What you are asked to do
Run through the data and copy out every line that mentions the word "ambulance".

Data supplied
◇ ◇ ◇ ◇ ◇ ◇ ◇

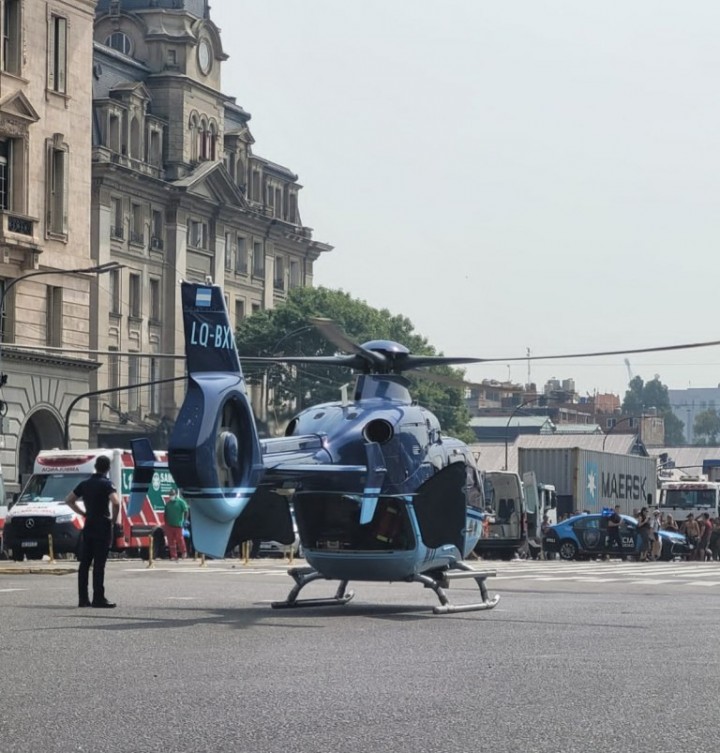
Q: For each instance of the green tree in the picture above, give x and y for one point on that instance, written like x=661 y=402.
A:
x=285 y=330
x=707 y=424
x=640 y=396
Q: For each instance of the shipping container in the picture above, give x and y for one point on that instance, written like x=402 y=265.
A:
x=588 y=480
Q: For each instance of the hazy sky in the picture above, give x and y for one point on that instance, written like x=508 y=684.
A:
x=507 y=174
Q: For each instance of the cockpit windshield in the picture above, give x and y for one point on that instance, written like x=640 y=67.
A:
x=49 y=487
x=689 y=499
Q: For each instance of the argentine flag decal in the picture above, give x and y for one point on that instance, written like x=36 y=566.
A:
x=203 y=297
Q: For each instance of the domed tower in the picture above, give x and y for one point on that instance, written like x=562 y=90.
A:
x=173 y=40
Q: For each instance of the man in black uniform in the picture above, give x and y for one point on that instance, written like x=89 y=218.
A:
x=614 y=523
x=99 y=495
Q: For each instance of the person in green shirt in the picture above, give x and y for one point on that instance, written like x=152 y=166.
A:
x=176 y=511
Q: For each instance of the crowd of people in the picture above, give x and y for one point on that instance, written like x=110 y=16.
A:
x=702 y=532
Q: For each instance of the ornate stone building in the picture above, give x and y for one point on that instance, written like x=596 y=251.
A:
x=45 y=150
x=178 y=192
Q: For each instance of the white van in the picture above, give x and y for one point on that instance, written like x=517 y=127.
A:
x=40 y=518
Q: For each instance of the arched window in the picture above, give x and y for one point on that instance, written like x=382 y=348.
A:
x=135 y=146
x=203 y=140
x=212 y=141
x=120 y=41
x=194 y=140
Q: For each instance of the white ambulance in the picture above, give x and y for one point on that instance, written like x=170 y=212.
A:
x=40 y=519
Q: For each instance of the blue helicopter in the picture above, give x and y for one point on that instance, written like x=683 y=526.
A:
x=378 y=493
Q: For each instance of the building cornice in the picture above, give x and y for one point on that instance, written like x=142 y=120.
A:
x=25 y=356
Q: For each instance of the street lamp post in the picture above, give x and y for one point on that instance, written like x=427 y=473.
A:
x=614 y=426
x=512 y=415
x=99 y=269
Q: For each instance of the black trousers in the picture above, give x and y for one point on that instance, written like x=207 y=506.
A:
x=614 y=539
x=96 y=541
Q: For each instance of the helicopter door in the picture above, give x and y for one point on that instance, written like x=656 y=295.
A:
x=267 y=517
x=440 y=508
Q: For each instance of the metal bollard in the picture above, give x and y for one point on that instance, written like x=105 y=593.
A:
x=151 y=560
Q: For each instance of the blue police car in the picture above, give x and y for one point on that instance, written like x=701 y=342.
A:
x=587 y=536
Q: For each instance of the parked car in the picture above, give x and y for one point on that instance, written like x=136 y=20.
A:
x=586 y=536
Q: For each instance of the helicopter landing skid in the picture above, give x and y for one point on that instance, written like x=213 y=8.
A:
x=442 y=581
x=304 y=575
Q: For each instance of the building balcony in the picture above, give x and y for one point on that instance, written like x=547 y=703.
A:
x=137 y=239
x=20 y=231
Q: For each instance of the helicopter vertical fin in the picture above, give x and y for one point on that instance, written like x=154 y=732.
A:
x=145 y=467
x=214 y=452
x=209 y=338
x=375 y=475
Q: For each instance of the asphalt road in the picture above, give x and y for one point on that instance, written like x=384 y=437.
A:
x=577 y=657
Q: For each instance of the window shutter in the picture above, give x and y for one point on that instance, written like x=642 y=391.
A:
x=51 y=54
x=61 y=53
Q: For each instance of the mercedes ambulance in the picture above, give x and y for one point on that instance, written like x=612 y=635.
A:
x=41 y=519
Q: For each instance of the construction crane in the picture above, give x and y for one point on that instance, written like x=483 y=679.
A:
x=630 y=374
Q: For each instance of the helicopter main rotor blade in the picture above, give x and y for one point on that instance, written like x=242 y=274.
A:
x=340 y=340
x=415 y=362
x=596 y=354
x=431 y=376
x=348 y=362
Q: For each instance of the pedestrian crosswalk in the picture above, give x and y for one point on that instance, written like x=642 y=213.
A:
x=705 y=574
x=702 y=574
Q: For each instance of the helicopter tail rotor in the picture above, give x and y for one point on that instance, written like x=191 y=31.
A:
x=214 y=452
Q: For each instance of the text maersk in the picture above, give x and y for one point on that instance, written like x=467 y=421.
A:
x=623 y=486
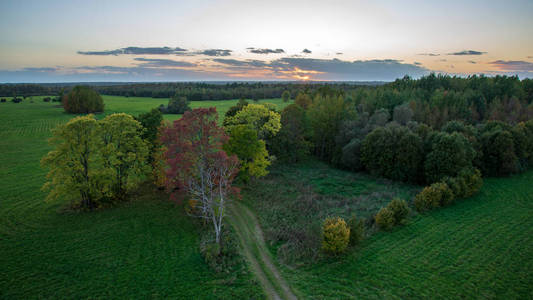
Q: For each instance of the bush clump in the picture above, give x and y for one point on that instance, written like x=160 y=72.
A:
x=466 y=184
x=433 y=196
x=83 y=99
x=176 y=105
x=335 y=235
x=399 y=209
x=222 y=257
x=357 y=230
x=385 y=218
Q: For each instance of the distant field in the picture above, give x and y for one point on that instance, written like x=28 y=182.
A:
x=147 y=248
x=480 y=247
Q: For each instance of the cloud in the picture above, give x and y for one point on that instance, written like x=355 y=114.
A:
x=215 y=52
x=250 y=63
x=41 y=69
x=513 y=65
x=467 y=52
x=137 y=51
x=286 y=68
x=265 y=50
x=158 y=63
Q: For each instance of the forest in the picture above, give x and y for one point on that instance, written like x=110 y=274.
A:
x=312 y=177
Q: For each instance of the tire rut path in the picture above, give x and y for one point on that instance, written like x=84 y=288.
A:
x=256 y=253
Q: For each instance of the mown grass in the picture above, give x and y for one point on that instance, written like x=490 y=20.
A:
x=480 y=247
x=146 y=248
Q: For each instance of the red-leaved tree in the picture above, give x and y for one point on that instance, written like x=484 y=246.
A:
x=197 y=164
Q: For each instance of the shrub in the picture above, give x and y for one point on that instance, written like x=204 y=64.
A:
x=335 y=235
x=286 y=96
x=393 y=152
x=498 y=153
x=473 y=181
x=449 y=154
x=457 y=185
x=222 y=257
x=357 y=230
x=83 y=99
x=433 y=196
x=292 y=143
x=385 y=218
x=399 y=209
x=176 y=105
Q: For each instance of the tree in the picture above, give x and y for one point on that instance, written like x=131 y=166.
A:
x=498 y=153
x=198 y=165
x=303 y=100
x=326 y=114
x=176 y=105
x=292 y=143
x=83 y=99
x=449 y=154
x=124 y=152
x=151 y=121
x=403 y=114
x=260 y=118
x=73 y=164
x=286 y=96
x=393 y=152
x=250 y=150
x=232 y=111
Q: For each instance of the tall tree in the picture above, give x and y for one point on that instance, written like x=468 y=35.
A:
x=197 y=164
x=124 y=152
x=73 y=164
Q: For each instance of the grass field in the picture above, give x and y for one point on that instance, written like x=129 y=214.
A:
x=144 y=248
x=480 y=247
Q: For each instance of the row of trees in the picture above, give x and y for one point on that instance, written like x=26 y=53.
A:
x=96 y=162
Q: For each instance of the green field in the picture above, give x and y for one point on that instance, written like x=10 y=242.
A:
x=145 y=248
x=480 y=247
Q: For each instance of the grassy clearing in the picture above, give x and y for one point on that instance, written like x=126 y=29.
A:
x=480 y=247
x=293 y=200
x=141 y=249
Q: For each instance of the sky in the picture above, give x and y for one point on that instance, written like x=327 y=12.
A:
x=348 y=40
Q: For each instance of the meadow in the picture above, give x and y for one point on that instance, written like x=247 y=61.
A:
x=480 y=247
x=144 y=248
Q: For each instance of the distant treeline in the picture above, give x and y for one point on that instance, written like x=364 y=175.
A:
x=193 y=91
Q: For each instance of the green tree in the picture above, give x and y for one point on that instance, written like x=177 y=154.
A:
x=326 y=115
x=74 y=173
x=286 y=96
x=124 y=153
x=393 y=152
x=292 y=143
x=177 y=105
x=250 y=150
x=151 y=122
x=303 y=100
x=83 y=99
x=260 y=118
x=449 y=154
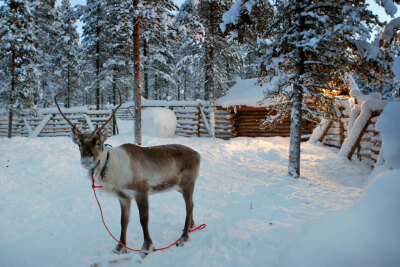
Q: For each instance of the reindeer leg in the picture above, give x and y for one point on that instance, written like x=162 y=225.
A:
x=187 y=192
x=125 y=212
x=142 y=200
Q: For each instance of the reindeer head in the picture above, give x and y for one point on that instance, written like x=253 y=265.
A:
x=91 y=145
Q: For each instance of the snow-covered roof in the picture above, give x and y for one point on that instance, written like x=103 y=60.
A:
x=243 y=93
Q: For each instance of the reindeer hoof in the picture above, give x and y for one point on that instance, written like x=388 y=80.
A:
x=182 y=241
x=146 y=249
x=120 y=250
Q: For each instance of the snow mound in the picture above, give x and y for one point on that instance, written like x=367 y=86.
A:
x=243 y=93
x=389 y=126
x=158 y=122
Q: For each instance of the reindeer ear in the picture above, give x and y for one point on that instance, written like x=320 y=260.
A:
x=75 y=137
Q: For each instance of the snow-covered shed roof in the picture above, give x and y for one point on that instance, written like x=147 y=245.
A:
x=243 y=93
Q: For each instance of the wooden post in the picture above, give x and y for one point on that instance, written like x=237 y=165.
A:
x=321 y=138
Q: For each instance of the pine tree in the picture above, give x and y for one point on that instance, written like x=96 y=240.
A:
x=67 y=50
x=45 y=21
x=94 y=25
x=311 y=45
x=158 y=40
x=137 y=73
x=220 y=58
x=191 y=33
x=19 y=56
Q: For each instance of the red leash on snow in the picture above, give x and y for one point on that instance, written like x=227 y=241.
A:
x=102 y=218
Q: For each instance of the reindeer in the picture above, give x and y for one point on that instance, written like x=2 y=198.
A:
x=131 y=171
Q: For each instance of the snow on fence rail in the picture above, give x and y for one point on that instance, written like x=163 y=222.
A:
x=50 y=123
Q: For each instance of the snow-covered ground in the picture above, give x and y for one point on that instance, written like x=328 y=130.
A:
x=255 y=214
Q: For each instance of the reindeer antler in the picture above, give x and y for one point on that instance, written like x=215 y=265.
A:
x=112 y=114
x=62 y=114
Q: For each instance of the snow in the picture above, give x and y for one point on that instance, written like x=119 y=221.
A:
x=158 y=122
x=243 y=93
x=255 y=214
x=389 y=126
x=367 y=234
x=396 y=68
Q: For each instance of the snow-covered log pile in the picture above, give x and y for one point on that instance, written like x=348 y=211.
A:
x=49 y=123
x=354 y=132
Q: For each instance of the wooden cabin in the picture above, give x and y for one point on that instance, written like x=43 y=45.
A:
x=248 y=112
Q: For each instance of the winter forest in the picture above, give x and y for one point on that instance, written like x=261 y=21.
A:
x=333 y=66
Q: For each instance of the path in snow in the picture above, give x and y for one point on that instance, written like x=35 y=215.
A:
x=48 y=216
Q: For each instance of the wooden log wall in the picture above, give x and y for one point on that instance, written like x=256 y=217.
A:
x=16 y=125
x=56 y=126
x=337 y=132
x=370 y=145
x=247 y=122
x=367 y=150
x=190 y=121
x=223 y=123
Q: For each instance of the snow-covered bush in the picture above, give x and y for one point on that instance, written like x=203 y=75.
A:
x=158 y=122
x=389 y=126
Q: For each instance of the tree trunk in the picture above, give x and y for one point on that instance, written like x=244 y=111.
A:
x=10 y=115
x=297 y=100
x=98 y=68
x=138 y=85
x=210 y=76
x=146 y=75
x=68 y=88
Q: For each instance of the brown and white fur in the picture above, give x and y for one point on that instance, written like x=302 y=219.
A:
x=135 y=172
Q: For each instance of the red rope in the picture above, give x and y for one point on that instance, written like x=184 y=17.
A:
x=102 y=218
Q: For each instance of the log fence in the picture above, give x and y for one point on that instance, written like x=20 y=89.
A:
x=52 y=124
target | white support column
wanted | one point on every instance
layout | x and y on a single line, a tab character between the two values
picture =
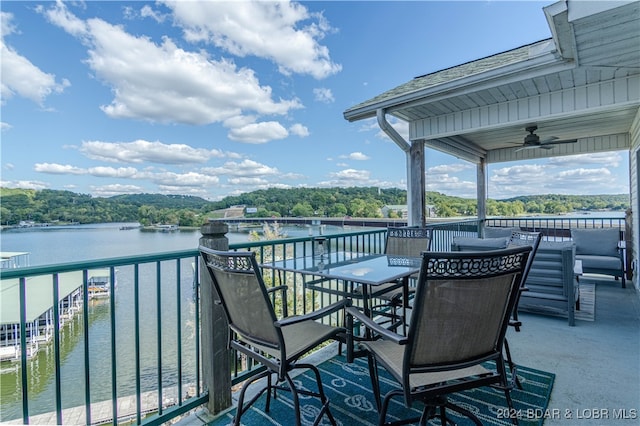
416	185
481	188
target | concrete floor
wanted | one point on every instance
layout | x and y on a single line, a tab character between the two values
597	363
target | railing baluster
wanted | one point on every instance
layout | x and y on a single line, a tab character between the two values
136	323
85	329
23	350
197	320
112	316
159	332
179	328
56	345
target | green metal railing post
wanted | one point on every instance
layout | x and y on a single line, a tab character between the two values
216	368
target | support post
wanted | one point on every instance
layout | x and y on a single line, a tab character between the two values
416	185
216	368
481	195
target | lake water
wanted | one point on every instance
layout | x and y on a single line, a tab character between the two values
53	245
62	244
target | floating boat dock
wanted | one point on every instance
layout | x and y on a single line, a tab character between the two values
39	307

◇ ◇ ◇ ◇ ◇ ◇ ◇

Answer space
Q: For each instance of the white ambulance in the picture above, give x and y for one point on that instance, written like x=170 y=212.
Q: For each instance of the mercedes ambulance in the picture above, give x and y for one point on that instance, written like x=612 y=635.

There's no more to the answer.